• Try it: The required output is the line containing "One pin marks each instance of the orange" and every line after it, transcribed exactly through the end of the data below.
====== Given information
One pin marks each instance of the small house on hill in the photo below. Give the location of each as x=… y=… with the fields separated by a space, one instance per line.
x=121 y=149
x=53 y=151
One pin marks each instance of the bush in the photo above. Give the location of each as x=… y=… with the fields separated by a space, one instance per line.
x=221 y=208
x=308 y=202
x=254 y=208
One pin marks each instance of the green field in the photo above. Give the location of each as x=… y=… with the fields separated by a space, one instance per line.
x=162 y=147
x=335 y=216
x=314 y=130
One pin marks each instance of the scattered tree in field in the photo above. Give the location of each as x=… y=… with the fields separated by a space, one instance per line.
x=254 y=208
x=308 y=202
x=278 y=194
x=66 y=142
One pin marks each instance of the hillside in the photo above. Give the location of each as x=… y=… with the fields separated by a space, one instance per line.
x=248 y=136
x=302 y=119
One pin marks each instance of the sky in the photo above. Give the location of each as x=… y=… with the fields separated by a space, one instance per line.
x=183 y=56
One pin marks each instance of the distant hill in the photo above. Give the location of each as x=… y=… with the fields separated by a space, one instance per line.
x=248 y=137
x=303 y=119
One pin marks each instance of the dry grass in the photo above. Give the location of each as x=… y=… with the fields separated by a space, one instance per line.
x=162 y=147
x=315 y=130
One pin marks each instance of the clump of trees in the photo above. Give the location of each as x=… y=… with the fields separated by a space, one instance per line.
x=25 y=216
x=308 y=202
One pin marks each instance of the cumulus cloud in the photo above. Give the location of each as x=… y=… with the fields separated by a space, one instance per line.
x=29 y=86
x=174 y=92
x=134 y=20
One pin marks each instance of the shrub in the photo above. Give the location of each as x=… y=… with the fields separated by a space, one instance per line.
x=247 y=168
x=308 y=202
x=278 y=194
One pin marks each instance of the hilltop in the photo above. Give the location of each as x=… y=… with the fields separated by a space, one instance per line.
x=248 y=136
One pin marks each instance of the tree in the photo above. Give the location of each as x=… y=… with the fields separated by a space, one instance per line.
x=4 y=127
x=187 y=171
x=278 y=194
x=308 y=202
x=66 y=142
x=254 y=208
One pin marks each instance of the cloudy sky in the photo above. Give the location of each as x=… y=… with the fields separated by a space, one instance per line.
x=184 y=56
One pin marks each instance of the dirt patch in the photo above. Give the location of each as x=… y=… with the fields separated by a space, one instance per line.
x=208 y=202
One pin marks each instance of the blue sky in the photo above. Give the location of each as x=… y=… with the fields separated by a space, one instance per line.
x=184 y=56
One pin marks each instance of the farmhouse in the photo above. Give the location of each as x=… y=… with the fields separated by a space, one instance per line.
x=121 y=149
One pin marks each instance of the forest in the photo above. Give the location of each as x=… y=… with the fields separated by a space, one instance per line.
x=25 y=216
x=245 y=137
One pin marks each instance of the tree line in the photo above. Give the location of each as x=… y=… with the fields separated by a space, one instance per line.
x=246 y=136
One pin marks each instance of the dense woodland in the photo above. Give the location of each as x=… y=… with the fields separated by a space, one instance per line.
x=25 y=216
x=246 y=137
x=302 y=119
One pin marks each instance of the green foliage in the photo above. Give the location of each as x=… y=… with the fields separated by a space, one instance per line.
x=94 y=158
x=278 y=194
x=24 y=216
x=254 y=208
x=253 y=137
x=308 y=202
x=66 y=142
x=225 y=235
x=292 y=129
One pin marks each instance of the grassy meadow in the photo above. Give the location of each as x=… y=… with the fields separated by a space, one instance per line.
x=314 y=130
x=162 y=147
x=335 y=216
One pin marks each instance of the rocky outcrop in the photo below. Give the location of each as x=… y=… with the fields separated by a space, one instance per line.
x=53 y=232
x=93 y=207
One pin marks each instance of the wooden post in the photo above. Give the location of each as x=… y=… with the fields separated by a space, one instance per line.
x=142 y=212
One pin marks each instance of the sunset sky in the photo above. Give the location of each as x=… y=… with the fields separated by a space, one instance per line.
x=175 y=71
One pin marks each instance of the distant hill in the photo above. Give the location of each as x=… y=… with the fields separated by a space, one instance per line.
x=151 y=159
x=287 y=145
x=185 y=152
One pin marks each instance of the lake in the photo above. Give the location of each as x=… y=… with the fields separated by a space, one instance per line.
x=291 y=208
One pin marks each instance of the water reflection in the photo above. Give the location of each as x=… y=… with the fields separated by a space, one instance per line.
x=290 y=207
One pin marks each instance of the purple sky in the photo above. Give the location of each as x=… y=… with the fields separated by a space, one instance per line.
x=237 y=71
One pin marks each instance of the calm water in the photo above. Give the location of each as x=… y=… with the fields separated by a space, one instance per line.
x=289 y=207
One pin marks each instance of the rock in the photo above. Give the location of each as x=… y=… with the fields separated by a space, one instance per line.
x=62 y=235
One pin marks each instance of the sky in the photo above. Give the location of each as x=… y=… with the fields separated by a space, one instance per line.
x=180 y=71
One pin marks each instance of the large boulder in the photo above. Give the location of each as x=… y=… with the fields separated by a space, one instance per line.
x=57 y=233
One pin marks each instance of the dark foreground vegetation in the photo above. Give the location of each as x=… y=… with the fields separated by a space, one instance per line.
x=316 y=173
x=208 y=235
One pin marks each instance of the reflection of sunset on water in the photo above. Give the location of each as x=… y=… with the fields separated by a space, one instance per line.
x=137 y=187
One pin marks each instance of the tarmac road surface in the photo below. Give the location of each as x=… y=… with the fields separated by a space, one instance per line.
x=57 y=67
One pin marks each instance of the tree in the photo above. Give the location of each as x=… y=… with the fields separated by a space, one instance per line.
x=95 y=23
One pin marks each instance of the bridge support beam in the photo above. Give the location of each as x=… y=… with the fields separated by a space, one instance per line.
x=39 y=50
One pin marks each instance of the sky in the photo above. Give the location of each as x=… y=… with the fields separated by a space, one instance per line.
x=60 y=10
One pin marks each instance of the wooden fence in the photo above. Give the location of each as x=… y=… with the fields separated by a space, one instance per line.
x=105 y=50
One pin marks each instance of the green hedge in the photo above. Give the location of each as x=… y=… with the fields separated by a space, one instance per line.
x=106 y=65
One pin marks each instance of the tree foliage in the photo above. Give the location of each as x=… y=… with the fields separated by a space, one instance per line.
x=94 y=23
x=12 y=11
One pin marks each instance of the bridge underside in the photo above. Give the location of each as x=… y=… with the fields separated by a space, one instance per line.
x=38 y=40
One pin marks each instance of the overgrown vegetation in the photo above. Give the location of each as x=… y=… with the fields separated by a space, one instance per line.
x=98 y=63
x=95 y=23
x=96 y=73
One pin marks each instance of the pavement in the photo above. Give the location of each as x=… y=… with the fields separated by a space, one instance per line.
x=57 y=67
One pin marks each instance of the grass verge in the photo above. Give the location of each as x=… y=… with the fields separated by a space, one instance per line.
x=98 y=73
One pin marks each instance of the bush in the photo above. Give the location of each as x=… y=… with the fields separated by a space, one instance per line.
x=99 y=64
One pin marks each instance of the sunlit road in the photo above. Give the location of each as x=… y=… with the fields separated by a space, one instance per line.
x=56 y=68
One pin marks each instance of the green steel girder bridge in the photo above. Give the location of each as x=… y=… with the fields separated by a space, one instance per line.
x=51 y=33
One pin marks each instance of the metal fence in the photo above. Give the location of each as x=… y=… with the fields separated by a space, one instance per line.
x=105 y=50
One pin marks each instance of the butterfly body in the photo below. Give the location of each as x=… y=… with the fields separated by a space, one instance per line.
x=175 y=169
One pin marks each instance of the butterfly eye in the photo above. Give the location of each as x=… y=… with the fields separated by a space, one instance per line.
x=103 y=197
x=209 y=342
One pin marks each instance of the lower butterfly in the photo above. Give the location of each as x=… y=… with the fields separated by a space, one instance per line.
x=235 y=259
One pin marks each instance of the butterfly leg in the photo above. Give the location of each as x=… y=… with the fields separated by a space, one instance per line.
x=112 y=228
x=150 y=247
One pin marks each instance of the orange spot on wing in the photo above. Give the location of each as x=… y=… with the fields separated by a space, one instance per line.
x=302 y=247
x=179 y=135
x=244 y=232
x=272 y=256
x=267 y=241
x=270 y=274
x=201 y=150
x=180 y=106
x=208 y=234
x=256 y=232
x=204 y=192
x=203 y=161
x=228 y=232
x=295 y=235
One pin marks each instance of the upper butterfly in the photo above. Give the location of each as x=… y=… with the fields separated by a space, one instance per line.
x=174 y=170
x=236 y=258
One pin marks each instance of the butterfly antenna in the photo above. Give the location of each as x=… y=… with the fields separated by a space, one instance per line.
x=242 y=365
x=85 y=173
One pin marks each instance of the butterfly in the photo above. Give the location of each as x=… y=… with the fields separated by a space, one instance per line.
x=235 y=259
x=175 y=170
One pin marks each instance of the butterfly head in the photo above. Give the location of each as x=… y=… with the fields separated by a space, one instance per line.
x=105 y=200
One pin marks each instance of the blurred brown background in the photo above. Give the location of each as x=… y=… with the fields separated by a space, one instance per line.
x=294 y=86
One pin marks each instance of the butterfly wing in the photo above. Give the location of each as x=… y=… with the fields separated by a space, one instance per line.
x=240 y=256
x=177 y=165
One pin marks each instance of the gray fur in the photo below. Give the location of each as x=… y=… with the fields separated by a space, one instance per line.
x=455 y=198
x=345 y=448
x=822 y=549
============
• Answer to the exercise:
One pin marks each instance of the orange spot on wing in the photo above. Give the location of each as x=… y=… with the fields separated by a space, one instance per line.
x=302 y=247
x=179 y=135
x=244 y=232
x=272 y=256
x=267 y=241
x=270 y=274
x=201 y=150
x=180 y=106
x=208 y=234
x=256 y=232
x=204 y=192
x=203 y=161
x=228 y=232
x=295 y=235
One pin marks each instance of the upper butterfly in the photo above. Give the location of each as x=… y=… with the fields separated by a space, one instance per line.
x=174 y=170
x=236 y=258
One pin marks each instance of the butterfly antenna in the photo above. Give the location of each as x=… y=… with the fields separated by a space, one instance per line.
x=242 y=365
x=85 y=173
One pin marks each instance of the butterfly in the photo above. Give the location of each as x=… y=… with the fields separated by a space, one instance per line.
x=235 y=259
x=175 y=170
One pin marks each instance of the butterfly head in the photo above. Give the location of each as x=… y=… with the fields separated by a space, one instance per line.
x=105 y=200
One pin marks each instance of the blurred brown background in the photo above. Give the location of each as x=… y=… with the fields separated by a space, one instance per line.
x=294 y=86
One pin marks each instance of the butterfly wing in the photo above. Give the location of each as x=… y=… with the fields separated by a space, one instance per line.
x=240 y=256
x=177 y=165
One pin marks each instance of the gray fur in the photo below. Give the location of each as x=… y=… with the fields separated by a space, one instance per line.
x=455 y=198
x=345 y=448
x=822 y=549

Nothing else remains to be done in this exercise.